• [THE PROBLEM] From the line that includes "If you could pick out the arched" to the last line of the data, quote each line precisely; both boundary lines belong in the answer.

○ ○ ○

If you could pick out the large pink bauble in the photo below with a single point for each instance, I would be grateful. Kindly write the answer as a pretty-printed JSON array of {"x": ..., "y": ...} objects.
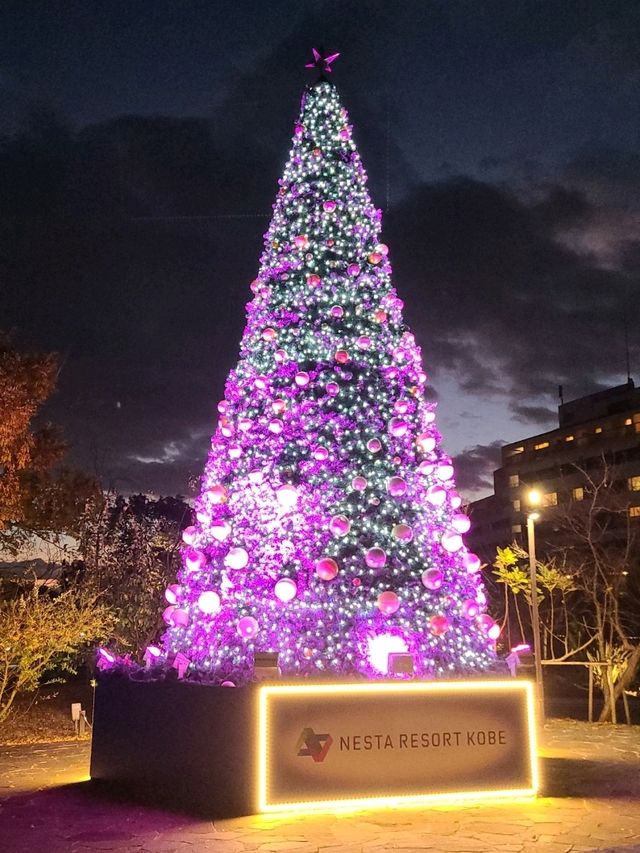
[
  {"x": 451, "y": 541},
  {"x": 388, "y": 603},
  {"x": 398, "y": 427},
  {"x": 287, "y": 495},
  {"x": 472, "y": 563},
  {"x": 470, "y": 608},
  {"x": 444, "y": 471},
  {"x": 194, "y": 560},
  {"x": 432, "y": 578},
  {"x": 339, "y": 525},
  {"x": 425, "y": 442},
  {"x": 285, "y": 589},
  {"x": 237, "y": 558},
  {"x": 220, "y": 530},
  {"x": 209, "y": 601},
  {"x": 247, "y": 627},
  {"x": 189, "y": 535},
  {"x": 402, "y": 532},
  {"x": 396, "y": 487},
  {"x": 436, "y": 495},
  {"x": 172, "y": 593},
  {"x": 375, "y": 558},
  {"x": 326, "y": 568},
  {"x": 216, "y": 494},
  {"x": 438, "y": 625},
  {"x": 461, "y": 522}
]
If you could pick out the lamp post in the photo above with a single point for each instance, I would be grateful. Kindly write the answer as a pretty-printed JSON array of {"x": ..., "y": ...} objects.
[{"x": 534, "y": 498}]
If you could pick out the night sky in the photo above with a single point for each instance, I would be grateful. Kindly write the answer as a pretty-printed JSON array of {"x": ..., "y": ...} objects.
[{"x": 141, "y": 146}]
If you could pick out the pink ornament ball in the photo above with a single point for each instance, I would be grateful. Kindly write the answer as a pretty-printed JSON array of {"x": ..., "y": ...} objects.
[
  {"x": 461, "y": 522},
  {"x": 189, "y": 535},
  {"x": 209, "y": 601},
  {"x": 396, "y": 487},
  {"x": 472, "y": 563},
  {"x": 194, "y": 560},
  {"x": 326, "y": 568},
  {"x": 172, "y": 593},
  {"x": 436, "y": 495},
  {"x": 451, "y": 541},
  {"x": 425, "y": 442},
  {"x": 444, "y": 471},
  {"x": 432, "y": 579},
  {"x": 339, "y": 525},
  {"x": 285, "y": 589},
  {"x": 375, "y": 558},
  {"x": 237, "y": 558},
  {"x": 470, "y": 608},
  {"x": 402, "y": 532},
  {"x": 247, "y": 627},
  {"x": 388, "y": 603},
  {"x": 398, "y": 427},
  {"x": 438, "y": 625},
  {"x": 220, "y": 530}
]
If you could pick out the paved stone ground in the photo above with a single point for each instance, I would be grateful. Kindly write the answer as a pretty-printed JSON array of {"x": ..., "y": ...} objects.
[{"x": 590, "y": 802}]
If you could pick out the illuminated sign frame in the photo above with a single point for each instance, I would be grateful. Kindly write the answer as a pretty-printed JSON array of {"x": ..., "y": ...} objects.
[{"x": 267, "y": 691}]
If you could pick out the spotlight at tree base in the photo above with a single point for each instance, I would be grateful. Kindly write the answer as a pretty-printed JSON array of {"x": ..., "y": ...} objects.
[{"x": 380, "y": 647}]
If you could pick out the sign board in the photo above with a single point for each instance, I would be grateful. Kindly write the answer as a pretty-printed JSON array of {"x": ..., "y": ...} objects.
[{"x": 367, "y": 743}]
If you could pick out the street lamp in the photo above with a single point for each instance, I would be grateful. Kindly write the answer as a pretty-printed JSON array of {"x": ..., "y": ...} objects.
[{"x": 534, "y": 499}]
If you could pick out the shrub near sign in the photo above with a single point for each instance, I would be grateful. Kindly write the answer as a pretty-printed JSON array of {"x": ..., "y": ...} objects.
[{"x": 328, "y": 744}]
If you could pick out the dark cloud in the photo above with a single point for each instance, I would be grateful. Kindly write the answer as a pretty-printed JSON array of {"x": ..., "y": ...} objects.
[
  {"x": 539, "y": 415},
  {"x": 475, "y": 465}
]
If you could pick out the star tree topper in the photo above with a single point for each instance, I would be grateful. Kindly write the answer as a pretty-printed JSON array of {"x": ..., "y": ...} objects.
[{"x": 322, "y": 63}]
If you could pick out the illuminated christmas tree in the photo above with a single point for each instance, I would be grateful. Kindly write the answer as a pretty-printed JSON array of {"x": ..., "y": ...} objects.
[{"x": 328, "y": 527}]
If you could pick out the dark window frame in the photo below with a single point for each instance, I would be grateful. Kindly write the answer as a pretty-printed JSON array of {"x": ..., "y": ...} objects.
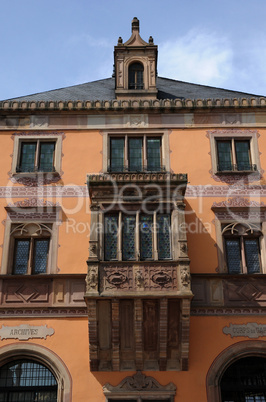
[{"x": 36, "y": 165}]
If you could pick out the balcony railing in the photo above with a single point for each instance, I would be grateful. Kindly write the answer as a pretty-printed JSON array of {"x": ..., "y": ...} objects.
[
  {"x": 240, "y": 167},
  {"x": 142, "y": 169}
]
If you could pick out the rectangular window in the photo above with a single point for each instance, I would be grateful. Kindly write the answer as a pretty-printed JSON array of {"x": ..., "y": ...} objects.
[
  {"x": 137, "y": 236},
  {"x": 30, "y": 256},
  {"x": 36, "y": 156},
  {"x": 242, "y": 250},
  {"x": 234, "y": 155},
  {"x": 135, "y": 154}
]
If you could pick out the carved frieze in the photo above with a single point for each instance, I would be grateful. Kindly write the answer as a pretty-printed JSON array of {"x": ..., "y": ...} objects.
[
  {"x": 25, "y": 331},
  {"x": 138, "y": 277}
]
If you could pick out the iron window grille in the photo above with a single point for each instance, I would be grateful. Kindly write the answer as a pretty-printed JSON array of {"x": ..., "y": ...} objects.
[{"x": 26, "y": 380}]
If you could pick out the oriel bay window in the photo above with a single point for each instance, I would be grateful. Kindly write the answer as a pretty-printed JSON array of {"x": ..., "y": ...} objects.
[
  {"x": 234, "y": 155},
  {"x": 137, "y": 237},
  {"x": 242, "y": 248},
  {"x": 135, "y": 154}
]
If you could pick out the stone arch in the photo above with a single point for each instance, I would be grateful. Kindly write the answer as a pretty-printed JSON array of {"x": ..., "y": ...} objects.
[
  {"x": 225, "y": 359},
  {"x": 45, "y": 356}
]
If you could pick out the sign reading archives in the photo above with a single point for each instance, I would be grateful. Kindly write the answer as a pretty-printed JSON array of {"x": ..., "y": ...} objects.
[
  {"x": 250, "y": 330},
  {"x": 25, "y": 332}
]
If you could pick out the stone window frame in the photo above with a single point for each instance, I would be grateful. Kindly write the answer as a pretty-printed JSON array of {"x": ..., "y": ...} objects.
[
  {"x": 137, "y": 236},
  {"x": 44, "y": 356},
  {"x": 219, "y": 225},
  {"x": 35, "y": 217},
  {"x": 138, "y": 133},
  {"x": 250, "y": 135},
  {"x": 139, "y": 387},
  {"x": 33, "y": 137}
]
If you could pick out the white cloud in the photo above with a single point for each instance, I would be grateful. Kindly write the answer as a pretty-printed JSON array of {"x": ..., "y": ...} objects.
[{"x": 199, "y": 57}]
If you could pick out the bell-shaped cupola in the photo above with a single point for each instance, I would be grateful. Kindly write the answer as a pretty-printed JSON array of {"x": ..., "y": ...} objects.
[{"x": 135, "y": 67}]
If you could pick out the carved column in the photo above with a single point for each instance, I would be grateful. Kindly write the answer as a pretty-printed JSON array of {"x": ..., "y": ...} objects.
[
  {"x": 163, "y": 334},
  {"x": 115, "y": 336},
  {"x": 184, "y": 341},
  {"x": 94, "y": 241},
  {"x": 138, "y": 334},
  {"x": 93, "y": 335}
]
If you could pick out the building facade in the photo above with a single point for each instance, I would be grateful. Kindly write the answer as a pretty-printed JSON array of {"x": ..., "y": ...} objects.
[{"x": 133, "y": 215}]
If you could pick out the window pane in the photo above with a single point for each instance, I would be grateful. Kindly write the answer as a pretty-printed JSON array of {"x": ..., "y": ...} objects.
[
  {"x": 224, "y": 155},
  {"x": 117, "y": 154},
  {"x": 252, "y": 256},
  {"x": 163, "y": 237},
  {"x": 41, "y": 248},
  {"x": 135, "y": 76},
  {"x": 46, "y": 159},
  {"x": 27, "y": 381},
  {"x": 129, "y": 225},
  {"x": 146, "y": 225},
  {"x": 21, "y": 257},
  {"x": 242, "y": 155},
  {"x": 110, "y": 237},
  {"x": 135, "y": 154},
  {"x": 27, "y": 156},
  {"x": 233, "y": 256},
  {"x": 154, "y": 154}
]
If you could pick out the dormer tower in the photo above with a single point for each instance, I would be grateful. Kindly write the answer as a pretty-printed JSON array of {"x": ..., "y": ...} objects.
[{"x": 135, "y": 67}]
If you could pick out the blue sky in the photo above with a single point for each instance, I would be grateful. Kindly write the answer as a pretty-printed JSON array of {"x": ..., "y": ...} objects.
[{"x": 49, "y": 44}]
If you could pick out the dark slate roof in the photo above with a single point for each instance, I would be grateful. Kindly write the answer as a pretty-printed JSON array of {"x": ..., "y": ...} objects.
[{"x": 105, "y": 90}]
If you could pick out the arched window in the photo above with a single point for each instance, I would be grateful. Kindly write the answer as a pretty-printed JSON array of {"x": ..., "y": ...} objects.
[
  {"x": 27, "y": 380},
  {"x": 245, "y": 380},
  {"x": 135, "y": 76}
]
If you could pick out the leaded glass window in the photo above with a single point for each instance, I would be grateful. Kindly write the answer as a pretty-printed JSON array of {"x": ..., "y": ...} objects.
[
  {"x": 132, "y": 236},
  {"x": 117, "y": 154},
  {"x": 36, "y": 156},
  {"x": 234, "y": 155},
  {"x": 30, "y": 256},
  {"x": 242, "y": 155},
  {"x": 154, "y": 154},
  {"x": 164, "y": 236},
  {"x": 135, "y": 76},
  {"x": 224, "y": 155},
  {"x": 242, "y": 248},
  {"x": 129, "y": 227},
  {"x": 135, "y": 154},
  {"x": 27, "y": 381},
  {"x": 146, "y": 235},
  {"x": 110, "y": 237}
]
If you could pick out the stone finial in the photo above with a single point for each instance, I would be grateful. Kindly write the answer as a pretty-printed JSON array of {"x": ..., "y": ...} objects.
[{"x": 135, "y": 24}]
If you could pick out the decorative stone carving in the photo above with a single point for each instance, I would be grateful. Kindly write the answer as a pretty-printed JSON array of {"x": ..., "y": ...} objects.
[
  {"x": 185, "y": 277},
  {"x": 92, "y": 278},
  {"x": 237, "y": 202},
  {"x": 93, "y": 250},
  {"x": 161, "y": 278},
  {"x": 33, "y": 202},
  {"x": 250, "y": 330},
  {"x": 25, "y": 332},
  {"x": 139, "y": 382}
]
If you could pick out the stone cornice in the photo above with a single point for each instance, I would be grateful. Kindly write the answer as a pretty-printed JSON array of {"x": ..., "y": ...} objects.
[{"x": 157, "y": 105}]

○ ○ ○

• [COMPLETE RESPONSE]
If you could pick out the arched window in the photo above with a single point for each instance, I would be grateful. Kindly write the answer as a pretty-printed JSON array of {"x": ..., "y": ...} objects.
[
  {"x": 27, "y": 380},
  {"x": 245, "y": 380},
  {"x": 135, "y": 76}
]
If you could pick out the leaded glass window in the photo above with a single point for each instance, I would be grateful. Kindly write the answer as a pretty-printed JSON array of {"x": ..., "y": ...} objects.
[
  {"x": 132, "y": 236},
  {"x": 117, "y": 154},
  {"x": 36, "y": 156},
  {"x": 234, "y": 155},
  {"x": 30, "y": 256},
  {"x": 242, "y": 155},
  {"x": 154, "y": 154},
  {"x": 164, "y": 236},
  {"x": 135, "y": 76},
  {"x": 224, "y": 155},
  {"x": 242, "y": 248},
  {"x": 129, "y": 227},
  {"x": 135, "y": 154},
  {"x": 27, "y": 381},
  {"x": 146, "y": 235},
  {"x": 110, "y": 237}
]
If you could pick out the stone finial in the photo above with a single point for each instance, I would be grateful. Kindly write the answer as a pretty-printed JSON array of {"x": ..., "y": ...} objects.
[{"x": 135, "y": 24}]
If you could pick out the decorative stone carving in the photo above with a single point for each instance, I would be grateful. Kindly write the answer as a pretty-printed JSON array of {"x": ..., "y": ...} objects.
[
  {"x": 185, "y": 277},
  {"x": 92, "y": 278},
  {"x": 237, "y": 202},
  {"x": 93, "y": 250},
  {"x": 161, "y": 278},
  {"x": 33, "y": 202},
  {"x": 250, "y": 330},
  {"x": 25, "y": 332},
  {"x": 139, "y": 382}
]
If you could pick out the stone cornice in the photo above with a single point for each instance, I would be grateful. Kindly write the answer as a pretty-printed JSON array of {"x": ..., "y": ...} objects.
[{"x": 157, "y": 105}]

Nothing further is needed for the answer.